Report every line of the entries below that contains the string "white". Case counts.

## start

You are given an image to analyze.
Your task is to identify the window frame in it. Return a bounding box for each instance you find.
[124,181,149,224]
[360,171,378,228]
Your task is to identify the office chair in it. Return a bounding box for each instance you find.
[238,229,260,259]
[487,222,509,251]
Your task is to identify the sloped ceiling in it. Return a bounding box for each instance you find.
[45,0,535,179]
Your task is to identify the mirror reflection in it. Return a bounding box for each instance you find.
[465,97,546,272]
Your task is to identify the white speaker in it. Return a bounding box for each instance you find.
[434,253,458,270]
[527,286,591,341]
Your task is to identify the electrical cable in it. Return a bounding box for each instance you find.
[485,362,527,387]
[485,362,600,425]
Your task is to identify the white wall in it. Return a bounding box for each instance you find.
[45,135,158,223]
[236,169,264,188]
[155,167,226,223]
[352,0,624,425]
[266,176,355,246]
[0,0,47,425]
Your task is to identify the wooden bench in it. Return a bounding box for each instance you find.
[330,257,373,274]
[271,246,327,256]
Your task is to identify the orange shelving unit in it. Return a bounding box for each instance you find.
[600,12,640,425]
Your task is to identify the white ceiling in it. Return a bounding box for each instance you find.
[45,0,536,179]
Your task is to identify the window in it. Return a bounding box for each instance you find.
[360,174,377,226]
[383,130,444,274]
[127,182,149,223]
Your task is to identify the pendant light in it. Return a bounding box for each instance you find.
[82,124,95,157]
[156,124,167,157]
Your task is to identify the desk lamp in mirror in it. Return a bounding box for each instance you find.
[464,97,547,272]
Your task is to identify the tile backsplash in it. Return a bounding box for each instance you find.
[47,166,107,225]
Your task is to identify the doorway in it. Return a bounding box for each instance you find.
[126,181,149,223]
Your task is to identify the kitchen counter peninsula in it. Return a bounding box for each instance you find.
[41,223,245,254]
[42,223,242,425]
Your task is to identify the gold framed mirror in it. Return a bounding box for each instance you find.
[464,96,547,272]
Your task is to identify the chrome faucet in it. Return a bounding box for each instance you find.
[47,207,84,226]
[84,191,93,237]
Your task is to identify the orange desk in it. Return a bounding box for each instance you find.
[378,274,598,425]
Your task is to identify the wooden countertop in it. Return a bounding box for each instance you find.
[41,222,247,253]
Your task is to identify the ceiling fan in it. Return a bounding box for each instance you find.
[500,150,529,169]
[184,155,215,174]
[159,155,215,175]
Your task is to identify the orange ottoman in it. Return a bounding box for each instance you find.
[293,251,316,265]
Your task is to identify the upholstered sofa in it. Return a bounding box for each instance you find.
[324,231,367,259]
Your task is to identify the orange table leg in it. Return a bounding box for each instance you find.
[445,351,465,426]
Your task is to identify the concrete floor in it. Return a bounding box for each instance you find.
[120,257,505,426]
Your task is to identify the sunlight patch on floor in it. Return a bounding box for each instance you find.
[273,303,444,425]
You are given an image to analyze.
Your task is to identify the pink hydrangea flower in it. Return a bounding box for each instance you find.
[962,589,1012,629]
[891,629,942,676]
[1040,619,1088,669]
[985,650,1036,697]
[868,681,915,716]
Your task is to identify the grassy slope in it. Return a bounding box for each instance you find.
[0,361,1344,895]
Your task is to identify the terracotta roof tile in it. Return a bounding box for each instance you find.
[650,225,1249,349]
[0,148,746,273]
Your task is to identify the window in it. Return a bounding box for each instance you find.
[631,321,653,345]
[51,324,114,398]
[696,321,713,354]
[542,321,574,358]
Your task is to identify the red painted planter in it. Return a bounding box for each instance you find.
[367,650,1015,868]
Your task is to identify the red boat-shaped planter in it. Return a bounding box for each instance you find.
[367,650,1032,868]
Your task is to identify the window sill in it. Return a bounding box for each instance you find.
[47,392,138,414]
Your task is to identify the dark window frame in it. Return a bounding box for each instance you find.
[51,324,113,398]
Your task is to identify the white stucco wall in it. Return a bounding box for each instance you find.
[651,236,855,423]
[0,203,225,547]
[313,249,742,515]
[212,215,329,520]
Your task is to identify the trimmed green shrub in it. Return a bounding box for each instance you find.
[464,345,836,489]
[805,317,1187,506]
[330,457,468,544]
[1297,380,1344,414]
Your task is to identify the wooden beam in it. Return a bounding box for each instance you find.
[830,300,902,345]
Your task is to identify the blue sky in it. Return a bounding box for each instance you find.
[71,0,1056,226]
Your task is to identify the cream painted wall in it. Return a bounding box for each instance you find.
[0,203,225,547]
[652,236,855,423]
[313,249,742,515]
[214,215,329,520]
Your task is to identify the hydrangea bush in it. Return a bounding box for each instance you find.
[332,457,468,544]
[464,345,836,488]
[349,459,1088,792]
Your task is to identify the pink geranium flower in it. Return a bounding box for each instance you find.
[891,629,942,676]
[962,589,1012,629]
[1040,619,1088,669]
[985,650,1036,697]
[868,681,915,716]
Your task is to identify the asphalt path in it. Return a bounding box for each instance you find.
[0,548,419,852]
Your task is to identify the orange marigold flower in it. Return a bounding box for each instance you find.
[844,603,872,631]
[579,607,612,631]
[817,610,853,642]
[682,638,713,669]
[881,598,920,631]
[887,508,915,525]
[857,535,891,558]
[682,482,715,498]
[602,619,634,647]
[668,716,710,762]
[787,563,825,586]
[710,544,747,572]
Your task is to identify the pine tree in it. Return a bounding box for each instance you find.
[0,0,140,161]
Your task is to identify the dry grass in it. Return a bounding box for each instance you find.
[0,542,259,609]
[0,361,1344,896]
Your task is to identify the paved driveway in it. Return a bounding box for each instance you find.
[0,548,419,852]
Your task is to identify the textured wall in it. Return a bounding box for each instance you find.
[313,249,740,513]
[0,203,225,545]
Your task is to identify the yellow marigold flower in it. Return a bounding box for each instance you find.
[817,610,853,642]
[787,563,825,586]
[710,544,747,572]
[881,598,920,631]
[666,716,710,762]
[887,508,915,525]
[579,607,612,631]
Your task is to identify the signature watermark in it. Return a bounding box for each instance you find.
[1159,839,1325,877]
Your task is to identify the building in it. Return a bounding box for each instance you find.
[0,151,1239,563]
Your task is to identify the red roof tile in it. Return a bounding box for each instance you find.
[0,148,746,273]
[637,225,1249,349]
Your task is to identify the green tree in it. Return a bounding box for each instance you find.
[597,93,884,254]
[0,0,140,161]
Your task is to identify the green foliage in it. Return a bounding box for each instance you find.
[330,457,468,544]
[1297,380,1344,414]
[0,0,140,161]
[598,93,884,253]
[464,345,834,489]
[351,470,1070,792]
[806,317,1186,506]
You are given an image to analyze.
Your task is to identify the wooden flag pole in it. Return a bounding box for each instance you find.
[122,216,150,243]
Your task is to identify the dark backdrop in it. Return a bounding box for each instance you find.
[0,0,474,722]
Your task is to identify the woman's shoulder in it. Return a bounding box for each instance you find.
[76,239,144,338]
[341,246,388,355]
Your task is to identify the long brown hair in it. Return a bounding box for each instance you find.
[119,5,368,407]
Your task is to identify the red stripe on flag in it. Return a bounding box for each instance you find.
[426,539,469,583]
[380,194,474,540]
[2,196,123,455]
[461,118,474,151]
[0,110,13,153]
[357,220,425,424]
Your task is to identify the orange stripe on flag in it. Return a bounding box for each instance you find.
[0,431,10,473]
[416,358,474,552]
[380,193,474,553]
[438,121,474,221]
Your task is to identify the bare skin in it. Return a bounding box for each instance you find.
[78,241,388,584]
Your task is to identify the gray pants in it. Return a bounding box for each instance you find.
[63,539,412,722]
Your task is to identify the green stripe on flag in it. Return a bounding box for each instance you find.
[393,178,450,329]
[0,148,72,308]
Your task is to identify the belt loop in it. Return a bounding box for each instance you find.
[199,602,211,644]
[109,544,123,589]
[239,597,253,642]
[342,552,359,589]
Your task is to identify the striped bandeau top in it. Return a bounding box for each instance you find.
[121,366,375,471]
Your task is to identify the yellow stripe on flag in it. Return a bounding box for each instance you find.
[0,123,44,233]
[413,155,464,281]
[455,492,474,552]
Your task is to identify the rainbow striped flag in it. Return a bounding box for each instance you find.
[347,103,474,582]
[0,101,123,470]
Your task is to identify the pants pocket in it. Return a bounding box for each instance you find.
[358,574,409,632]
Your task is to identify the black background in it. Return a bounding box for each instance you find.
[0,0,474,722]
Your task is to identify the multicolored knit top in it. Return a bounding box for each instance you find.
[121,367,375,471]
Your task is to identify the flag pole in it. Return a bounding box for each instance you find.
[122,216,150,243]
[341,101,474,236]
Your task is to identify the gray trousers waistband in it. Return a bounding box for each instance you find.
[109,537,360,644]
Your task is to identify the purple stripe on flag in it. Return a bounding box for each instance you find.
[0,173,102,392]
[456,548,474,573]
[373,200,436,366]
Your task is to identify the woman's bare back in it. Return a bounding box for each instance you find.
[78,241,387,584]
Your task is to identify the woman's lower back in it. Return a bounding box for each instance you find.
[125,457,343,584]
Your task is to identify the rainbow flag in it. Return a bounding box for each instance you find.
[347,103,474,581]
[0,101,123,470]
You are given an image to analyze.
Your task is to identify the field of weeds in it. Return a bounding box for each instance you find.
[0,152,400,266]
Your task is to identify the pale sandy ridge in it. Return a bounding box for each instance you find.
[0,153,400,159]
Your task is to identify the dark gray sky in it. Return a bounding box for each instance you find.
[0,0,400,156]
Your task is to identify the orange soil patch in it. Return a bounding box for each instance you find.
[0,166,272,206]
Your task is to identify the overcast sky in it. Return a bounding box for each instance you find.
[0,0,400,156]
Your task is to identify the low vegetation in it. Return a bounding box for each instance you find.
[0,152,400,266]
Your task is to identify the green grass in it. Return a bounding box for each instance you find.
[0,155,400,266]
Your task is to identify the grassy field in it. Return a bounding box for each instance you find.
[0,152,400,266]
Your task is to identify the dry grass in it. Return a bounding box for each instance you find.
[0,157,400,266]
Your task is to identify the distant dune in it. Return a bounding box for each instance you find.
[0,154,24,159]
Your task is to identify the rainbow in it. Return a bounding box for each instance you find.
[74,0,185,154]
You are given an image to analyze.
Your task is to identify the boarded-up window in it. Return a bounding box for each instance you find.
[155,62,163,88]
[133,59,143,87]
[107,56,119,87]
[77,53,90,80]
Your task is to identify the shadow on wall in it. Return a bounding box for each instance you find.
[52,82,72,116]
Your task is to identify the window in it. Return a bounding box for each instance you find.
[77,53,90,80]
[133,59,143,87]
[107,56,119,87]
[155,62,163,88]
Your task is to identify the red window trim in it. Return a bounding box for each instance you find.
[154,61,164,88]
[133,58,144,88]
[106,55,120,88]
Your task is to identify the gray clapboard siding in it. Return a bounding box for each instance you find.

## end

Written solution —
Your task is to identify the white speaker in it. Return a bounding box for each instance you find.
Your task is to identify the white wall in it. Return a bounding box for each instance you find.
Your task is to identify the white ceiling in it. Return a bounding box for each instance you find.
Your task is to identify the white stucco wall in it. Return a bounding box for each instance you find.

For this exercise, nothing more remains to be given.